Task statement
Quote verbatim the lines of the records from the one containing "442, row 94." through the one containing "column 227, row 169", including both of those lines.

Provided information
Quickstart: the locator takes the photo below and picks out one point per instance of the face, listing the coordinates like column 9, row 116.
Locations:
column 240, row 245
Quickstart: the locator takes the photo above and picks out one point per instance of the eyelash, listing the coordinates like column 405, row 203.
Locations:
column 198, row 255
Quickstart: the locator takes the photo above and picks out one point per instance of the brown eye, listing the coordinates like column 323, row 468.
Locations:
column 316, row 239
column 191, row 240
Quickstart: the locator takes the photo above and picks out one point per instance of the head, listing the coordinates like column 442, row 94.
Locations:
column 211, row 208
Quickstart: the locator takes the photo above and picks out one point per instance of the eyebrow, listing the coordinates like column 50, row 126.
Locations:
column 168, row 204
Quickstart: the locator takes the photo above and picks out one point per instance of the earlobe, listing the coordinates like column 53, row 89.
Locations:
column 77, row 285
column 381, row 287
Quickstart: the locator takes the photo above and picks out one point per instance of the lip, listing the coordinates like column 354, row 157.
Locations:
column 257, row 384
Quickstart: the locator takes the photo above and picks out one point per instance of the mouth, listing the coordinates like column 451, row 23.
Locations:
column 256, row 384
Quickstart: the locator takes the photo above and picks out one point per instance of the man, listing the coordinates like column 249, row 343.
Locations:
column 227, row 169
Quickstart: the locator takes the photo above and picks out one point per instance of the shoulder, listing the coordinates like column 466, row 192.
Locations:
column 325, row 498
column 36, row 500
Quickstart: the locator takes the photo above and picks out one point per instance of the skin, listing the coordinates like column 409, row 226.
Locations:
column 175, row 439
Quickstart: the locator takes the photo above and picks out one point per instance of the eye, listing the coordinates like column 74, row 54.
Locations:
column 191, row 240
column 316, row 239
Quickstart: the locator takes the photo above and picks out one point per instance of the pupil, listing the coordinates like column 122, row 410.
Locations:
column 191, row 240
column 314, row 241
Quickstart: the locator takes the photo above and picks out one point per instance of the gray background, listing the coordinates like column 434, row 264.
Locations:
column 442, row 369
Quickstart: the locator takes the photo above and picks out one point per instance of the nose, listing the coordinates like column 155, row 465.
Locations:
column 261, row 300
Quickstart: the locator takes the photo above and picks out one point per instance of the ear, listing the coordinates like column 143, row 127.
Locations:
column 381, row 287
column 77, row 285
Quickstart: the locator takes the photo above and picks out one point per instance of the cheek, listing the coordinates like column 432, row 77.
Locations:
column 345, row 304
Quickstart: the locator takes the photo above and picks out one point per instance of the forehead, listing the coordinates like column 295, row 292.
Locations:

Full output
Quickstart: the locator takes the photo above and picks out one point per instance of the head, listing the coordinates like column 442, row 94.
Locations:
column 211, row 208
Quickstart: the locator takes the photo above and picks out one point per instance of the eyebrow, listing the coordinates like column 50, row 126.
Locations:
column 168, row 204
Quickstart: the locator takes the photo above and picks out one point per instance of the earlobe, listing the coordinates like column 53, row 89.
Locations:
column 77, row 285
column 381, row 287
Quickstart: the locator takes the photo above and picks out one point per instance of the lip, listing the coordinates like column 354, row 157.
Locations:
column 257, row 384
Quickstart: the locator takes the photo above and picks out one point per instance of the mouth, listing the coordinates like column 451, row 23.
Locations:
column 256, row 384
Quickstart: the locator takes the photo above and picks out one point per instance of the man, listing the coordinates like column 249, row 343.
Locations:
column 227, row 169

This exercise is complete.